TASK DESCRIPTION: If an entry holds a picture, leave the picture out and output everything else exactly.

--- AVAILABLE DATA Enclosed Below ---

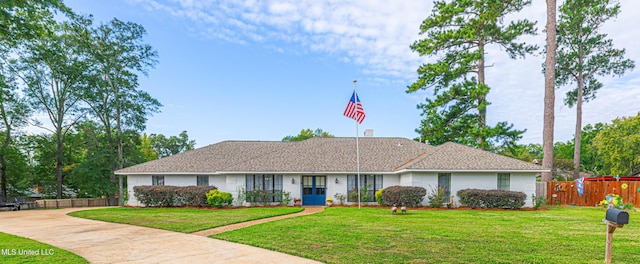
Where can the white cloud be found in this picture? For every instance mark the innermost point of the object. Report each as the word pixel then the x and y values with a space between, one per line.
pixel 376 35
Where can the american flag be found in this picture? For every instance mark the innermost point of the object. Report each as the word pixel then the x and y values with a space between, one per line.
pixel 354 109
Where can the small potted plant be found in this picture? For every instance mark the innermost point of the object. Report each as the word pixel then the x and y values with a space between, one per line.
pixel 329 201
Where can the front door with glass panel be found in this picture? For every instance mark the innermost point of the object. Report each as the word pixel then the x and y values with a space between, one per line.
pixel 314 189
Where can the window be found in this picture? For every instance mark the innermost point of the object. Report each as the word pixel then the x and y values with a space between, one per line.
pixel 157 180
pixel 203 180
pixel 503 181
pixel 369 181
pixel 444 182
pixel 271 183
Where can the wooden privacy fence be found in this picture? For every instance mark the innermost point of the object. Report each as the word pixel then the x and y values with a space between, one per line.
pixel 594 191
pixel 66 203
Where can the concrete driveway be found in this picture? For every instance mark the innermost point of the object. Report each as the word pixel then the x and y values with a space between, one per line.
pixel 101 242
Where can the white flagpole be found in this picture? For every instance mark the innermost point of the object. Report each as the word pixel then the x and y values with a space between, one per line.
pixel 357 143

--- End of Enclosed AVAILABLE DATA ---

SOLUTION FOR THIS PROBLEM:
Where can the white cloud be found in this picture? For every instance mark the innermost point of the object. Report each as the word pixel then the x and y values with a space between, one per line.
pixel 376 35
Where can the american flag be found in this picture? For every instance mark the innermost point of the object. Report each as the word pixel then the x and y values with a space between, one per line.
pixel 354 109
Where can the small potted plant be found in this picture? For every instance mark the innermost point of the object. Report each as the word pixel then the x and y values with a space between, one per line.
pixel 329 201
Where can the front door with glass panel be found in this picture? For every instance mark the innermost point of the object. Report each as the word pixel then the x and y values with a space between, one per line.
pixel 314 189
Where can the window be found in this picture? For every instance mark the innermost point of the object. Report each as the word pixel then the x and y values with a space between, one per line.
pixel 157 180
pixel 203 180
pixel 503 181
pixel 369 181
pixel 444 182
pixel 271 183
Where can the wooden privacy fence be found in this picture? For every instance mark the innermost point of the object. Report each as the word pixel then the x and y values with a space between, one per line.
pixel 594 191
pixel 66 203
Where can the concrete driveway be found in this picture? For every instance mark the innermost point of the object. Report each as the word pixel then the x and y values with a space between, one per line.
pixel 101 242
Where can the white flagpole be found in this picture? For every instance mark the innermost point of the object. Report each as the word pixel then the x and y values with a space between, one per line.
pixel 357 143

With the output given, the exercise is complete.